TASK STATEMENT> The response must hold only the lines from the line containing "Q: Point out every instance of the light" through the end of the listing, exactly as written.
MATERIAL SHOWN Start Marker
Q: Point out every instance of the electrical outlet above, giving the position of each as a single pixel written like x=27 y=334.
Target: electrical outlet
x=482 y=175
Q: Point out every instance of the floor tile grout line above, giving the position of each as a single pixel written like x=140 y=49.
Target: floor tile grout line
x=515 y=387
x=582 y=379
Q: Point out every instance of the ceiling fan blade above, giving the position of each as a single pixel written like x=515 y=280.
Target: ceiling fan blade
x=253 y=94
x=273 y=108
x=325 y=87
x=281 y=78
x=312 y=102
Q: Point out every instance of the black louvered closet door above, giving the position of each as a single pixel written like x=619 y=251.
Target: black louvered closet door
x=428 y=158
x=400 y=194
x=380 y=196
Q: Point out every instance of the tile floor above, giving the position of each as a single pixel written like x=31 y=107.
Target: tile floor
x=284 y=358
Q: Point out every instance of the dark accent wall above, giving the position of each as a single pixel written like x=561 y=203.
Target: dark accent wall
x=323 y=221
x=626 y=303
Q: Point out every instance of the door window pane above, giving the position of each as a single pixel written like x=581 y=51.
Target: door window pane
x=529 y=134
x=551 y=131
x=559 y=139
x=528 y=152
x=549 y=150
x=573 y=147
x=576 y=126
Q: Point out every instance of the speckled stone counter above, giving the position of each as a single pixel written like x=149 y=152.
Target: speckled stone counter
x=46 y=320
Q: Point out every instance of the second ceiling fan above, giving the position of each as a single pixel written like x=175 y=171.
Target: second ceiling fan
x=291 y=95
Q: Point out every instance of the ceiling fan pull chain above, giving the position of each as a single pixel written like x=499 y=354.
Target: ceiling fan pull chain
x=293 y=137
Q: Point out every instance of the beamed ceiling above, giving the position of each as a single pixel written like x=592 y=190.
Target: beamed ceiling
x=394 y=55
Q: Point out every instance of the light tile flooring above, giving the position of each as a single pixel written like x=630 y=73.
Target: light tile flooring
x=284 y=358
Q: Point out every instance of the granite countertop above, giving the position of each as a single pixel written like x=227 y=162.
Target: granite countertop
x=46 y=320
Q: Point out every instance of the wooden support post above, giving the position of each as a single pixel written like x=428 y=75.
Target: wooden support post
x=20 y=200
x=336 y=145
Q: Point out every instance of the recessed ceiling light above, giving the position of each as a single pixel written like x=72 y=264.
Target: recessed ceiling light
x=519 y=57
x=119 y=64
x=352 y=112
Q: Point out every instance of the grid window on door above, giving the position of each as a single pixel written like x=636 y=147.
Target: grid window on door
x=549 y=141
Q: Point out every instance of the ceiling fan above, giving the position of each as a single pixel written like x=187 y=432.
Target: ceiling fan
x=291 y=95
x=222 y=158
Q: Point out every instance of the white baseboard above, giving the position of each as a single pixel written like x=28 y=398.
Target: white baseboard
MATERIAL SHOWN End Marker
RESULT OF THE EXERCISE>
Q: Point out every instance of the light tile flooring above, giving the position of each as a single pixel written like x=630 y=73.
Target: light tile flooring
x=284 y=358
Q: Point out every instance of the granite countertop above, giving the position of each as a single pixel written like x=227 y=162.
Target: granite countertop
x=46 y=320
Q: Point out every instance of the wooden support post above, giving the position of each as a single pixel written like x=428 y=75.
Target: wooden support post
x=20 y=200
x=336 y=145
Q: Point out every instance of the recessed ceiling light above, giving the position of each as a single pixel written like x=72 y=264.
Target: recessed ceiling light
x=519 y=57
x=119 y=64
x=352 y=112
Q: Point out every instance of the grid window on door above, giving the position of each as a single pixel written like x=636 y=147.
Target: grid window on door
x=549 y=141
Q: Point out every instance of the ceiling fan above, giving the position of each as a single pixel written like x=187 y=432.
Target: ceiling fan
x=291 y=95
x=222 y=158
Q: Point out every instance of the white baseboard above, giving the position of each as a single pixel written like x=28 y=398.
Target: white baseboard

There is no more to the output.